**SELECTED EXCERPT**
_ _ _

Five Factors Defining Season's First Half for Bears

Gene Chamberlain

The Bears had solved their kicking problem with Eddy Pineiro, although he later displayed shaky kicking and cost them a game after winning one.

Yet the crispness evident at times in their passing game last season and the attacking running style they had with Jordan Howard were missing.

The defense knew going into the season it would be difficult to duplicate last year's forced turnover totals because turnovers tend to be more of an outlier as a statistic from year to year. But the defense was just as dominant as last year through four games.

Then came London, then came Akiem Hicks' arm injury and the Bears struggled into the the second half of the season with a losing record.

Here are the five factors most impacting their 3-5 record.

_ _ _

**EXERCISE DATA**
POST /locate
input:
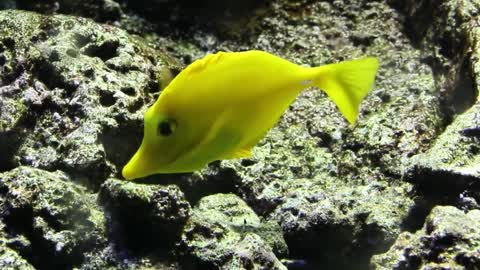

_ _ _

**ASSIGNMENT**
Repeat the article on the Bears' first half word for word, starting at "Then came London, then" and stopping after "their 3-5 record.".

**RESPONSE TO THE EXERCISE**
Then came London, then came Akiem Hicks' arm injury and the Bears struggled into the the second half of the season with a losing record.

Here are the five factors most impacting their 3-5 record.